Saved data entries
---------------
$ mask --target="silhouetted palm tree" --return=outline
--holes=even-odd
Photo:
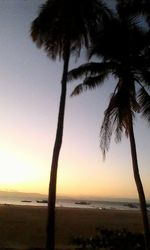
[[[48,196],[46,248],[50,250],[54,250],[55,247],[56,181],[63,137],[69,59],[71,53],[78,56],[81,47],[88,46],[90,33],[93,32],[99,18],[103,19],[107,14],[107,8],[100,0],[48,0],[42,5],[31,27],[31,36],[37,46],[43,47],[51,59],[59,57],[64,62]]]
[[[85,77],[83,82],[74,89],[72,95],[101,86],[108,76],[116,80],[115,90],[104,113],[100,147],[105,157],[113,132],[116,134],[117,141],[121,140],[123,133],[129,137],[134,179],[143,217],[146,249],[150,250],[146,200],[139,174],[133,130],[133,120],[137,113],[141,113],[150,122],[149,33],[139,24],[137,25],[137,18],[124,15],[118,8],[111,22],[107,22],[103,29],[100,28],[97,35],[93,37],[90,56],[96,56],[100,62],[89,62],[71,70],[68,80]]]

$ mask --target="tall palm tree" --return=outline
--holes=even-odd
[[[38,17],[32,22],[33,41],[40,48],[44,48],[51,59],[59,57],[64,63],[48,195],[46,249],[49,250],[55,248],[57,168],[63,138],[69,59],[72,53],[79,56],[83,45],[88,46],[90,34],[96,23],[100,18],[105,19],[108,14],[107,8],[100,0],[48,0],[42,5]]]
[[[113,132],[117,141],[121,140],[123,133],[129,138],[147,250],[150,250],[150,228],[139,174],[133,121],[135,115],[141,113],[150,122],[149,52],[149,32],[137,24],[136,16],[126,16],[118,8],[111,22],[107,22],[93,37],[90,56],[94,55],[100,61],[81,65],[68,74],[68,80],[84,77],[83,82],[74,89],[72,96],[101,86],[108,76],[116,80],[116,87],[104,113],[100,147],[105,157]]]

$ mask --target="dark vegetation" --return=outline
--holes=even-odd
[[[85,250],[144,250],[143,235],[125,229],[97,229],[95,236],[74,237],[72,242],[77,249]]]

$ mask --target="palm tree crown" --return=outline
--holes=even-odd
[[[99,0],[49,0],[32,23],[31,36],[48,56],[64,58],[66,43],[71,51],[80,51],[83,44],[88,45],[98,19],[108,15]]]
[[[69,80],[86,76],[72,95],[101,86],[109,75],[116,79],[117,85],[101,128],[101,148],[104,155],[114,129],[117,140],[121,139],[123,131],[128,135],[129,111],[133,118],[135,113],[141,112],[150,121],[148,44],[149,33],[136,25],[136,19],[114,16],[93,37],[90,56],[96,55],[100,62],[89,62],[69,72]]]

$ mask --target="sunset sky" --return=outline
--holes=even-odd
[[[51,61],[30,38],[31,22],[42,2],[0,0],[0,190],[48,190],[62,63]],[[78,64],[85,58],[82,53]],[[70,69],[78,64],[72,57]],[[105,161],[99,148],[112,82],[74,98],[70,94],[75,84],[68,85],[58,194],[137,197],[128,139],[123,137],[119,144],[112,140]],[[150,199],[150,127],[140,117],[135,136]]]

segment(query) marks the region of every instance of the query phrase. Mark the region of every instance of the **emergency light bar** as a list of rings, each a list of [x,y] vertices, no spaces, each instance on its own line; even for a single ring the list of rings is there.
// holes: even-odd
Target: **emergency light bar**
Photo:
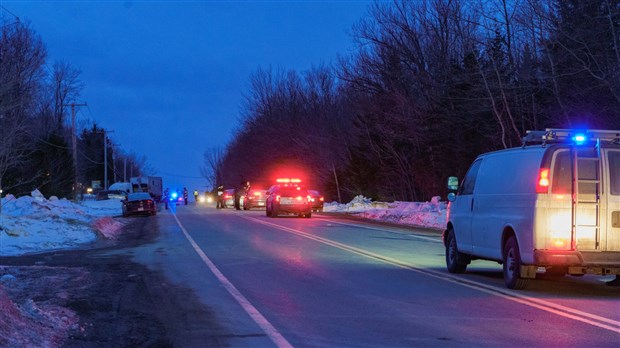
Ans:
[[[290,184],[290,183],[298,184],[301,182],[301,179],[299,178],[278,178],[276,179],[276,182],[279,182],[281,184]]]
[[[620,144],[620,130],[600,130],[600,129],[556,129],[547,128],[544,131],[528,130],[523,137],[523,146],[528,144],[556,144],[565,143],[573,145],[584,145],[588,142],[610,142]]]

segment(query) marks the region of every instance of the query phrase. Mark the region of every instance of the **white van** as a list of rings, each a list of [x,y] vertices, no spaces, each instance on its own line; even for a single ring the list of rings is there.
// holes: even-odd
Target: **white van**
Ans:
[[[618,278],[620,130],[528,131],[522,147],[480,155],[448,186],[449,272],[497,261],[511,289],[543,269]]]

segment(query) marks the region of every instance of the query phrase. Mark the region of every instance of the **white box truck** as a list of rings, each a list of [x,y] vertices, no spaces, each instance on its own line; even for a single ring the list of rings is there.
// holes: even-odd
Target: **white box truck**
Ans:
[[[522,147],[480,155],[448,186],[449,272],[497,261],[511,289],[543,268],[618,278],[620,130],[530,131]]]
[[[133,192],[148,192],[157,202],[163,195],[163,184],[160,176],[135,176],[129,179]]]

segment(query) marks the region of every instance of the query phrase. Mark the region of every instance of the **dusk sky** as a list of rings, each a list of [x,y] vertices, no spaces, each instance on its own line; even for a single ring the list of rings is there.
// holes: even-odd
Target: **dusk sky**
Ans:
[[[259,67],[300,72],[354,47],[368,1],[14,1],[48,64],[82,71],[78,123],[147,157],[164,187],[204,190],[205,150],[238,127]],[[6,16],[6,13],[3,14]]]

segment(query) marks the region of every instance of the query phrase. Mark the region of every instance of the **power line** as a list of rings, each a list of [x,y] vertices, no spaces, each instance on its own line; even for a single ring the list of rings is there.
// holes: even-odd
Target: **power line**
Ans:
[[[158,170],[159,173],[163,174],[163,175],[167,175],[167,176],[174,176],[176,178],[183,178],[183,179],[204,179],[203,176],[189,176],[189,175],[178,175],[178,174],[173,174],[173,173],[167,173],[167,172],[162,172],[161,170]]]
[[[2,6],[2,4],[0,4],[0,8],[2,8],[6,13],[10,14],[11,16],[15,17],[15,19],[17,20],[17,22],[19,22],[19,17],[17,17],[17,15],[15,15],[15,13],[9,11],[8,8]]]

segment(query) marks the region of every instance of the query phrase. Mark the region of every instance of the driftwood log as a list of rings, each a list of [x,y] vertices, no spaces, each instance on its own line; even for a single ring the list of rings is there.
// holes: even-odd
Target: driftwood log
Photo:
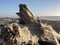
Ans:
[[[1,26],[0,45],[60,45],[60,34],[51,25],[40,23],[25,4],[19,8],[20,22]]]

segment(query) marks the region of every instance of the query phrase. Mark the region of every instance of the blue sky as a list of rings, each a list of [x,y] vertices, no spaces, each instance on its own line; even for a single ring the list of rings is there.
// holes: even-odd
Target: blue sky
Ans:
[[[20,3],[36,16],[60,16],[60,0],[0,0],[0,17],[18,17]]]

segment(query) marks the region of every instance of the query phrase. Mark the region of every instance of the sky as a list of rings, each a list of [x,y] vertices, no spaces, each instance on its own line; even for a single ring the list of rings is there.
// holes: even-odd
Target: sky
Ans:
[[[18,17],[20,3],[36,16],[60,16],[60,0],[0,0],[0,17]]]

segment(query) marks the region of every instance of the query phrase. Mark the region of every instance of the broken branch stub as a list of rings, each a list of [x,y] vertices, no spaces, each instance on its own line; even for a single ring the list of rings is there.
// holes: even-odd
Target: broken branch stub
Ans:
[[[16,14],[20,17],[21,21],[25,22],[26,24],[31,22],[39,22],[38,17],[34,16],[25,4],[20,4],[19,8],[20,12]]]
---------------
• BRIEF: Take the line above containing "of the blue", the line containing "Target: blue sky", and all lines in between, and copy them exactly without anything else.

• SOLUTION FOR THIS TASK:
segment(query) marks the region of every instance of the query phrase. Mark the region of every instance of the blue sky as a list of rings, each a list of [x,y] vertices, no spaces, each instance on its own line; even for a single ring the list of rings is there.
// holes: even-odd
Target: blue sky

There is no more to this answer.